* _EXERCISE BRIEF_
In the data below, find the line containing "Every instance of the asphalt"; reproduce that line and all subsequent lines exactly, and nothing else.

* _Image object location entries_
┏━━

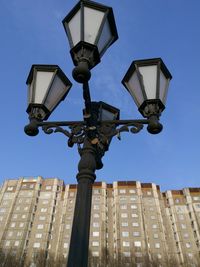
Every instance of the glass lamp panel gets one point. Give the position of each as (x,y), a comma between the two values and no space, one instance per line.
(57,92)
(135,89)
(149,77)
(43,80)
(164,82)
(92,22)
(30,93)
(75,28)
(105,37)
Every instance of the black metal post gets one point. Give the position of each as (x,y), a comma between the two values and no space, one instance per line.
(79,243)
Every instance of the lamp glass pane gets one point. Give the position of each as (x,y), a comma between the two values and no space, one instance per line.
(135,89)
(75,28)
(43,80)
(105,38)
(56,93)
(164,82)
(30,93)
(107,115)
(92,22)
(149,76)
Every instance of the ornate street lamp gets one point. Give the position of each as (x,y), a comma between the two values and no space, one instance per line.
(91,29)
(147,81)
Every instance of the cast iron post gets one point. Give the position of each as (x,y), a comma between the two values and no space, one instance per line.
(78,251)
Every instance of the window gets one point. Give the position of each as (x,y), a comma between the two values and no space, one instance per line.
(127,254)
(95,253)
(42,218)
(177,200)
(96,191)
(132,191)
(183,226)
(186,235)
(95,224)
(19,233)
(133,198)
(16,244)
(134,207)
(122,198)
(155,235)
(95,243)
(46,201)
(36,245)
(43,209)
(125,234)
(21,225)
(48,187)
(10,188)
(38,236)
(10,233)
(7,243)
(65,245)
(71,194)
(136,233)
(95,233)
(2,210)
(68,226)
(12,225)
(126,244)
(157,245)
(138,254)
(188,245)
(137,244)
(40,226)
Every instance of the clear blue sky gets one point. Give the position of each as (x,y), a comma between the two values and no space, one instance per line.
(32,33)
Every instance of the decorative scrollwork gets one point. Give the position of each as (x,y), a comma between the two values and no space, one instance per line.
(76,134)
(104,132)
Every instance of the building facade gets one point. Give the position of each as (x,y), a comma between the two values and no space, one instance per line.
(132,223)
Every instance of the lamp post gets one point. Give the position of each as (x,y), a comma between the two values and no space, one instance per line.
(91,29)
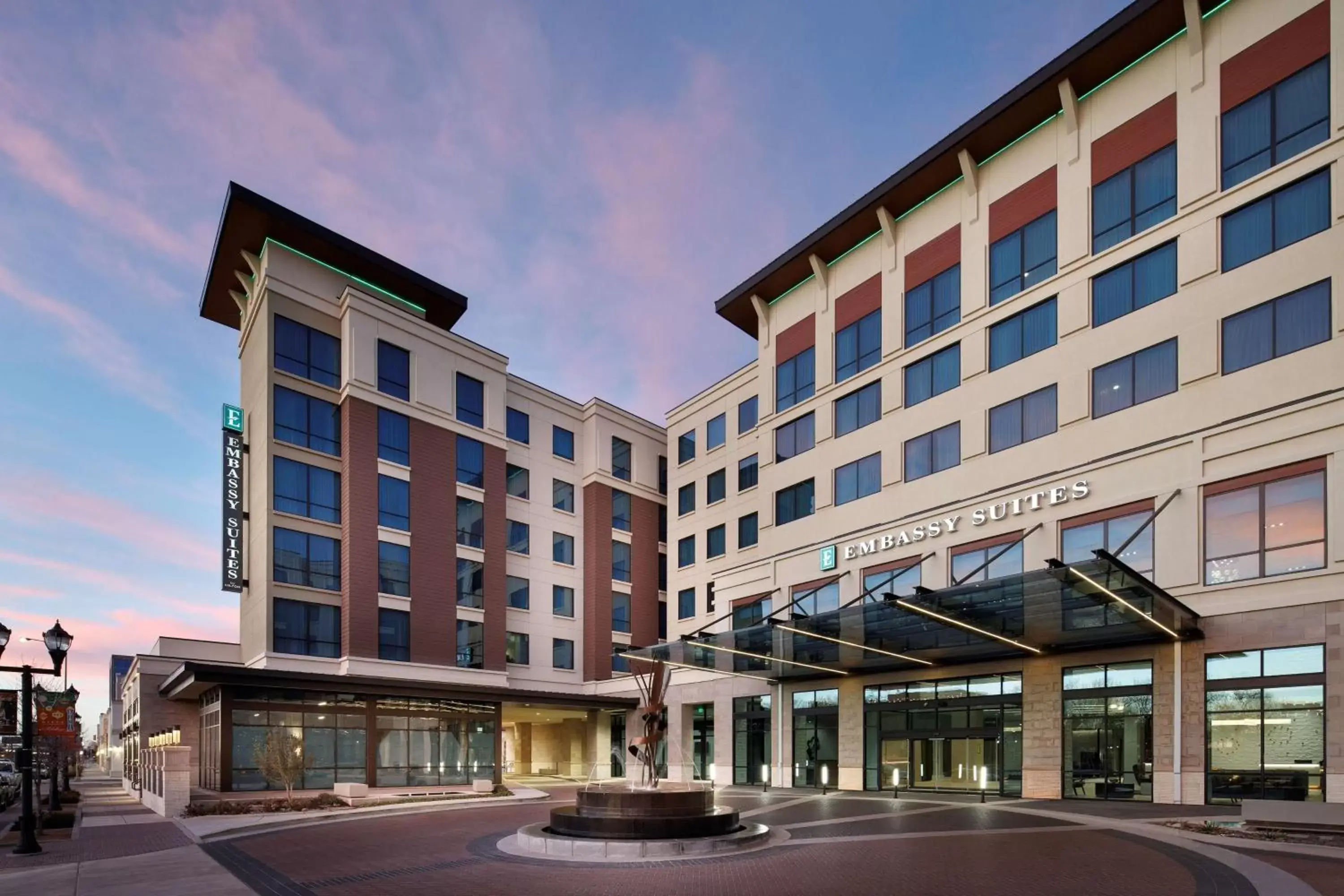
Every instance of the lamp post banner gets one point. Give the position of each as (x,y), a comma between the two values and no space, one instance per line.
(9,712)
(233,507)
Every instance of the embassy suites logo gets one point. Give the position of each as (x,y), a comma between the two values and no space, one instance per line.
(952,524)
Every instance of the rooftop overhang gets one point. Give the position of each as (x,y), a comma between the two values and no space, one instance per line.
(194,679)
(1115,46)
(1065,607)
(250,220)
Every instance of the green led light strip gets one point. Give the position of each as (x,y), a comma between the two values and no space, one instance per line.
(346,275)
(1004,148)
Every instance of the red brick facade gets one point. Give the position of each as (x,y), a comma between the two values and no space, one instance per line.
(359,528)
(433,544)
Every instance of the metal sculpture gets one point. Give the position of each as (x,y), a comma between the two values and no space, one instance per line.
(654,687)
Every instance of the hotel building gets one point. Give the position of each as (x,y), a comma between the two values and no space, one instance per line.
(1033,485)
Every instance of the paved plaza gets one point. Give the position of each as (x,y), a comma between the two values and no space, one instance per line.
(836,844)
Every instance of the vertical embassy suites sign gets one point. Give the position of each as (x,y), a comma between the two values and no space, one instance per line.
(233,469)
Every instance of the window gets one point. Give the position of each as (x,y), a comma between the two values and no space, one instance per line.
(1136,284)
(471,401)
(748,414)
(686,603)
(933,375)
(1006,562)
(859,346)
(307,353)
(1135,379)
(517,649)
(620,560)
(307,491)
(311,560)
(519,591)
(562,443)
(394,636)
(562,601)
(308,422)
(1264,530)
(748,472)
(620,612)
(471,583)
(562,496)
(1135,199)
(933,452)
(471,523)
(394,371)
(1023,420)
(394,569)
(518,425)
(686,448)
(748,531)
(795,503)
(1023,258)
(1265,734)
(394,503)
(1022,335)
(471,645)
(394,437)
(1279,327)
(562,653)
(471,462)
(715,542)
(686,499)
(715,433)
(795,379)
(859,478)
(517,481)
(519,538)
(715,487)
(1280,220)
(933,306)
(620,511)
(308,629)
(1277,124)
(1077,544)
(795,437)
(620,458)
(858,409)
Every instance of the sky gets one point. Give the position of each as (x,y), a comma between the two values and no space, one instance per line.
(593,175)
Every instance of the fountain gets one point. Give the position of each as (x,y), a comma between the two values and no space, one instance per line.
(642,818)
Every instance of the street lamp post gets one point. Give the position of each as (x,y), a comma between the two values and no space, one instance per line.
(58,644)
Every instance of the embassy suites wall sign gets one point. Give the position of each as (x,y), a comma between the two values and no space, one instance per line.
(1029,503)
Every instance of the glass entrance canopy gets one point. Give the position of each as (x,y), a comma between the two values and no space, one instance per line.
(1081,606)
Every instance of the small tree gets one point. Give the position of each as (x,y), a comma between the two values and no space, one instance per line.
(281,759)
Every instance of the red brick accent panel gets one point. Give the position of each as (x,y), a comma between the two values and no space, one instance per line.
(859,302)
(433,544)
(1023,205)
(597,581)
(935,257)
(359,528)
(1139,138)
(644,574)
(796,339)
(496,547)
(1276,56)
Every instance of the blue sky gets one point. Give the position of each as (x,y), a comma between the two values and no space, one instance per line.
(590,175)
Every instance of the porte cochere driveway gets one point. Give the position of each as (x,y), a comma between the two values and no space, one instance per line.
(839,844)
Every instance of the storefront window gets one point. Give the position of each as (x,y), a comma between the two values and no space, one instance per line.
(952,735)
(1109,731)
(816,738)
(1265,731)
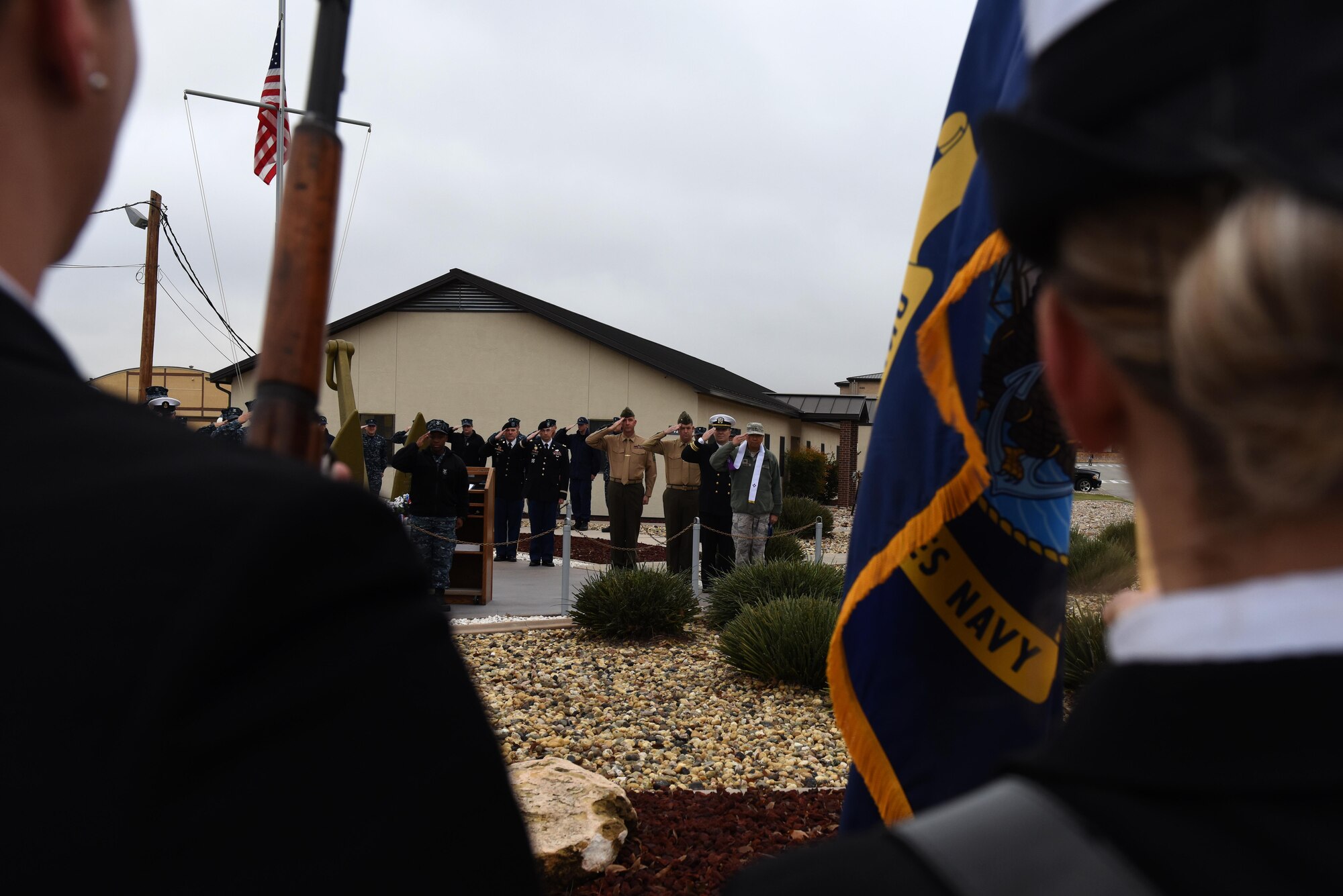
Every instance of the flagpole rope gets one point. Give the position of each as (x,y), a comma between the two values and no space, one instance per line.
(953,499)
(350,215)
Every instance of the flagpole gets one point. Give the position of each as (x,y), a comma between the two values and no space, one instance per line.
(280,119)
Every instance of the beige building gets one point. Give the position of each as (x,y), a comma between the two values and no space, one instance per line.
(202,400)
(463,346)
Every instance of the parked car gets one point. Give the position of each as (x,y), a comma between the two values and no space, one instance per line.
(1087,479)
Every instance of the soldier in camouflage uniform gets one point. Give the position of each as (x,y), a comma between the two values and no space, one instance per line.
(375,456)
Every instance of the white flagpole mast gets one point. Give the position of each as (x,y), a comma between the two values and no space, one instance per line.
(280,118)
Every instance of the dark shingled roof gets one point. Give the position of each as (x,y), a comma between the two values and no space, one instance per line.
(703,376)
(831,408)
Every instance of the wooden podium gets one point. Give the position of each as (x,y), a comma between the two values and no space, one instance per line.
(473,568)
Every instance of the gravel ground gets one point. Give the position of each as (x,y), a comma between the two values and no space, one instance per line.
(656,715)
(1090,517)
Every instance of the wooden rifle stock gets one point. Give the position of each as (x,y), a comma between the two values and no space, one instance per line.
(295,341)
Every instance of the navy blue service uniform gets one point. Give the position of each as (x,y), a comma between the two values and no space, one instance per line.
(547,483)
(438,499)
(510,462)
(377,458)
(585,463)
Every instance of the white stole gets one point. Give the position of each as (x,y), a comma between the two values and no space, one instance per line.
(755,474)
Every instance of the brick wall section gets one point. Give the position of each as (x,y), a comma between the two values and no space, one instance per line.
(848,459)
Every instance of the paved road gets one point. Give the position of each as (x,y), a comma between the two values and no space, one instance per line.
(1115,481)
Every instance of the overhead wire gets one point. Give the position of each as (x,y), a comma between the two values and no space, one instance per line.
(220,279)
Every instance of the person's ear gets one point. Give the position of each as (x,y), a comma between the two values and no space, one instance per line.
(68,43)
(1086,387)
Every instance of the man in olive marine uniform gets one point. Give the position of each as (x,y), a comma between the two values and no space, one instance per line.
(718,552)
(682,495)
(633,475)
(377,456)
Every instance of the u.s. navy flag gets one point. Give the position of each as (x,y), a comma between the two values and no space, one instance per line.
(947,651)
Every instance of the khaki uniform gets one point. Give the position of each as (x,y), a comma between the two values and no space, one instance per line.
(680,501)
(633,474)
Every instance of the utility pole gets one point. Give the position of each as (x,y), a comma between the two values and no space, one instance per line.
(147,329)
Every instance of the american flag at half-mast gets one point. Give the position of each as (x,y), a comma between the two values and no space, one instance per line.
(268,129)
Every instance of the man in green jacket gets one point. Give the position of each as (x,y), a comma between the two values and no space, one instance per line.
(757,490)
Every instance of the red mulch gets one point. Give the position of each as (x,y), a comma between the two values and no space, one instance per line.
(596,548)
(692,843)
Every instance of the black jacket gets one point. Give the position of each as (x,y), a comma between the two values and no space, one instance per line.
(275,729)
(469,448)
(510,467)
(1211,779)
(715,486)
(438,487)
(547,470)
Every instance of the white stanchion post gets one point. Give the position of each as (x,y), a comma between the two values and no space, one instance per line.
(695,557)
(565,568)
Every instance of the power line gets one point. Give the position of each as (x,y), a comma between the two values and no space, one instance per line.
(181,254)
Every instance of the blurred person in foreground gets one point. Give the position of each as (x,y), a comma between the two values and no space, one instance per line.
(1188,212)
(167,732)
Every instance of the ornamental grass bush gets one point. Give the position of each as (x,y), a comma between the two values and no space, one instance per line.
(784,640)
(757,584)
(1101,565)
(806,474)
(1084,644)
(784,548)
(804,511)
(635,603)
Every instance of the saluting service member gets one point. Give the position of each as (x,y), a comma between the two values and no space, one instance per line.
(633,475)
(438,501)
(377,455)
(547,481)
(718,552)
(162,738)
(682,495)
(584,468)
(469,444)
(757,490)
(508,455)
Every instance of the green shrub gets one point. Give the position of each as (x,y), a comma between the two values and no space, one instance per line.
(635,603)
(1084,644)
(806,477)
(804,511)
(1123,534)
(784,548)
(784,640)
(832,478)
(1099,566)
(758,584)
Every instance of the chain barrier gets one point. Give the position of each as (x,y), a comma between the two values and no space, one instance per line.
(601,541)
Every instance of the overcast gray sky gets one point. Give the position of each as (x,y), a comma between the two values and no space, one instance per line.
(735,180)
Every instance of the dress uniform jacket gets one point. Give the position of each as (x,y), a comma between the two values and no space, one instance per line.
(1209,779)
(279,730)
(547,470)
(510,467)
(438,487)
(715,485)
(469,448)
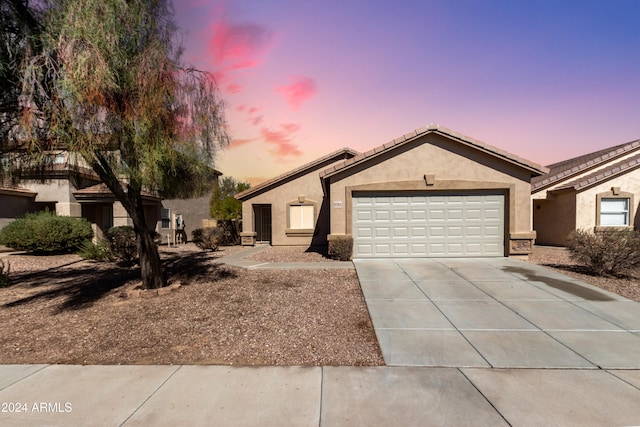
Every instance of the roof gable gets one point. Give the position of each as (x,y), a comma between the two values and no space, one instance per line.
(344,153)
(533,168)
(565,170)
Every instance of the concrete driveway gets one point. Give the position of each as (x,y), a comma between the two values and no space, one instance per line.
(496,312)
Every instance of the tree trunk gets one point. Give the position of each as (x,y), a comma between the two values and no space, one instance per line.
(150,265)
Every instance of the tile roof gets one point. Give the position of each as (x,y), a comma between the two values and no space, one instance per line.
(564,170)
(601,175)
(434,128)
(343,153)
(15,190)
(101,190)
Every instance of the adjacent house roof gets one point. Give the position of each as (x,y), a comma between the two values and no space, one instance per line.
(101,191)
(566,169)
(344,153)
(534,168)
(602,175)
(16,191)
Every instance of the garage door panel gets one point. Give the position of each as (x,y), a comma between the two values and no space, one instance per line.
(429,225)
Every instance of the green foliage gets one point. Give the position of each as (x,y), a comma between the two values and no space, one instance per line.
(341,248)
(614,252)
(223,204)
(208,238)
(46,232)
(122,244)
(96,251)
(4,275)
(104,80)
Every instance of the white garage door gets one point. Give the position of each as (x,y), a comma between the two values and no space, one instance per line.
(419,225)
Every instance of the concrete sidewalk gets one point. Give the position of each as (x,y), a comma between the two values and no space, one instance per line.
(62,395)
(463,307)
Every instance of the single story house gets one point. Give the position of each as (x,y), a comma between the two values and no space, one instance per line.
(594,191)
(430,193)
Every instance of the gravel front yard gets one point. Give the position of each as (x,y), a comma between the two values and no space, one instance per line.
(65,310)
(62,309)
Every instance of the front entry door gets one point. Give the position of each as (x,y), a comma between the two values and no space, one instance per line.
(262,226)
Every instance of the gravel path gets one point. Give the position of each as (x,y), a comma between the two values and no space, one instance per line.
(559,259)
(66,310)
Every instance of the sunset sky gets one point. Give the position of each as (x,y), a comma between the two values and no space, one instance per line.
(545,80)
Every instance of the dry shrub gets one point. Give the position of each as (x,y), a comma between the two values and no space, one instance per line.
(4,274)
(341,248)
(614,252)
(208,237)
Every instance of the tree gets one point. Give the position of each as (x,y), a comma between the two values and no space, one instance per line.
(20,27)
(105,81)
(223,205)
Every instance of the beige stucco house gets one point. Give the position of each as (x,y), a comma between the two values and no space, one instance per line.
(430,193)
(76,191)
(590,192)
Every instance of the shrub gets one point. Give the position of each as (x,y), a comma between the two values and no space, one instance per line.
(45,232)
(96,251)
(4,278)
(231,231)
(208,238)
(341,248)
(122,244)
(614,252)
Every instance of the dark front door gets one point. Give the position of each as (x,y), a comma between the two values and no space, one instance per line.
(262,218)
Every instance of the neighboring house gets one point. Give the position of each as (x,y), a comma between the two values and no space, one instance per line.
(194,212)
(591,192)
(76,191)
(430,193)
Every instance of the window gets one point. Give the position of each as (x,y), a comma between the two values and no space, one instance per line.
(301,217)
(614,212)
(166,218)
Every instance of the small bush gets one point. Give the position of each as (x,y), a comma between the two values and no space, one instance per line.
(122,244)
(208,238)
(96,251)
(614,252)
(341,248)
(231,231)
(45,232)
(4,275)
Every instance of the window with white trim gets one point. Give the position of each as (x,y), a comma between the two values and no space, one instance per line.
(614,212)
(301,217)
(165,218)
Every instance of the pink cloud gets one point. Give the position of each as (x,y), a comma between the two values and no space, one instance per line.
(236,46)
(240,141)
(281,139)
(234,88)
(256,120)
(300,90)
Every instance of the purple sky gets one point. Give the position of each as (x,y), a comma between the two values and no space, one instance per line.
(545,80)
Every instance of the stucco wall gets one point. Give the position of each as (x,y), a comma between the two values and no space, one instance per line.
(586,200)
(453,167)
(59,191)
(565,211)
(306,185)
(13,206)
(554,218)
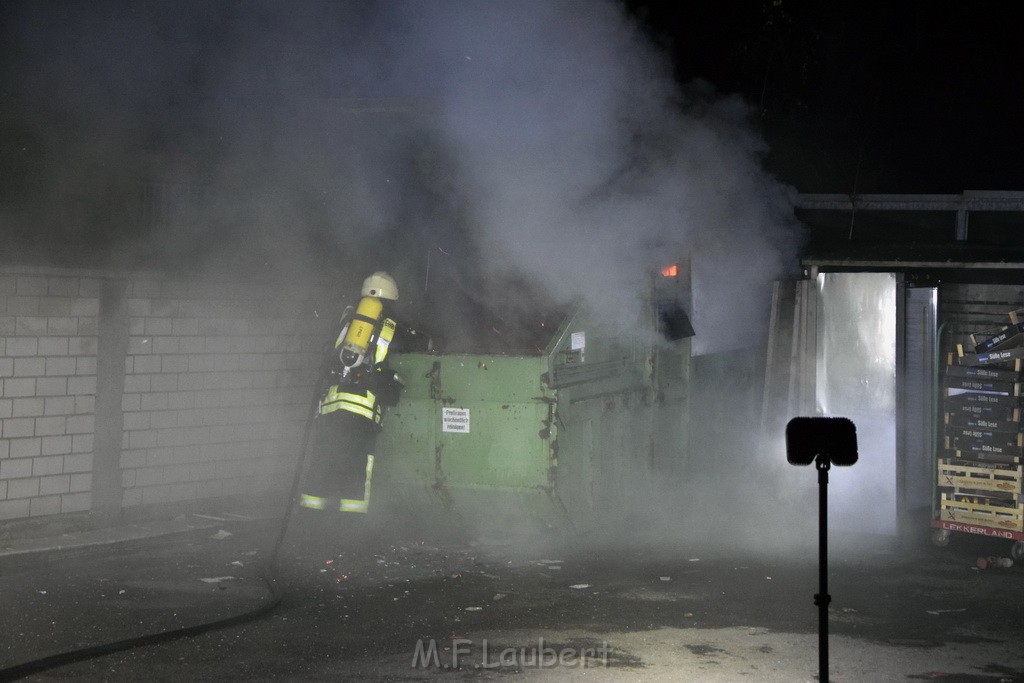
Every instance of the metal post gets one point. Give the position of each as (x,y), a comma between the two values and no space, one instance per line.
(821,599)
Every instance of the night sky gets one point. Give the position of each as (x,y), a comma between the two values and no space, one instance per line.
(865,97)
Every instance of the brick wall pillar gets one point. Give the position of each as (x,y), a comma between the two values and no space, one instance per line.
(108,491)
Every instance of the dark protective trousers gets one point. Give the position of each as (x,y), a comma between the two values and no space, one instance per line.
(337,469)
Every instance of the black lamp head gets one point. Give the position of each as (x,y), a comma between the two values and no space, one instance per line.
(833,438)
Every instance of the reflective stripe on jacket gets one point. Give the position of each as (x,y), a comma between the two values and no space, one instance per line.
(341,397)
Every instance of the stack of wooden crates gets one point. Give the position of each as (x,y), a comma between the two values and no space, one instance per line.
(979,477)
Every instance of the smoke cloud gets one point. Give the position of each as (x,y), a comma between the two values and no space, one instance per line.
(464,145)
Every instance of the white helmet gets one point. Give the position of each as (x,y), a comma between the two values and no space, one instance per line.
(381,286)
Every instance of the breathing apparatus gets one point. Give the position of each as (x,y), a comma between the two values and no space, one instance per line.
(354,340)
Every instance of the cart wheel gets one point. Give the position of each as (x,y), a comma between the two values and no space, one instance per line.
(940,538)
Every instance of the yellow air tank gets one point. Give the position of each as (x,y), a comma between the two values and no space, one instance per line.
(355,343)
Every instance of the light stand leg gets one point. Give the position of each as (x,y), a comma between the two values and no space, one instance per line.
(821,599)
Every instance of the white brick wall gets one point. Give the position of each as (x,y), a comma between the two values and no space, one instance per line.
(48,323)
(215,386)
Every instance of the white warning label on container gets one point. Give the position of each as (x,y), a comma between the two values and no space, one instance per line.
(455,420)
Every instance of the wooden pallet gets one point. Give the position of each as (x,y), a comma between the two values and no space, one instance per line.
(994,516)
(1008,480)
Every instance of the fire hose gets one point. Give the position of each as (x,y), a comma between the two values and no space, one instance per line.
(267,573)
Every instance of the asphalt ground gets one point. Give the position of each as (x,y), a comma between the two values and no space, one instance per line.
(412,609)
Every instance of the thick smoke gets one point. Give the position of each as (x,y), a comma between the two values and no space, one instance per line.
(502,159)
(457,143)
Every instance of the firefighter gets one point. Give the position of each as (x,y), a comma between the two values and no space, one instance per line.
(359,383)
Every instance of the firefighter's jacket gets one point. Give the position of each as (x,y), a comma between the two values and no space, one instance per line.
(364,389)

┗━━

* _TASK ANSWER_
Every instance of the asphalt ground gets one point. Give the position of each as (x,y), a comma between the two values and no space, one instance per line.
(412,609)
Every instance of the thick smoke gets one point. Give the position of each as (x,y), a comma between the two values and no space, one instance per line.
(502,159)
(457,143)
Every instance of the firefighter gets one point. Give the position of each as (x,y), a comma between the two values and no space, one instance per line.
(359,383)
Every instance of the firefighter's jacket gets one point. Give the position of each as (x,y), a comma between the two values and no space, one instance per line.
(364,389)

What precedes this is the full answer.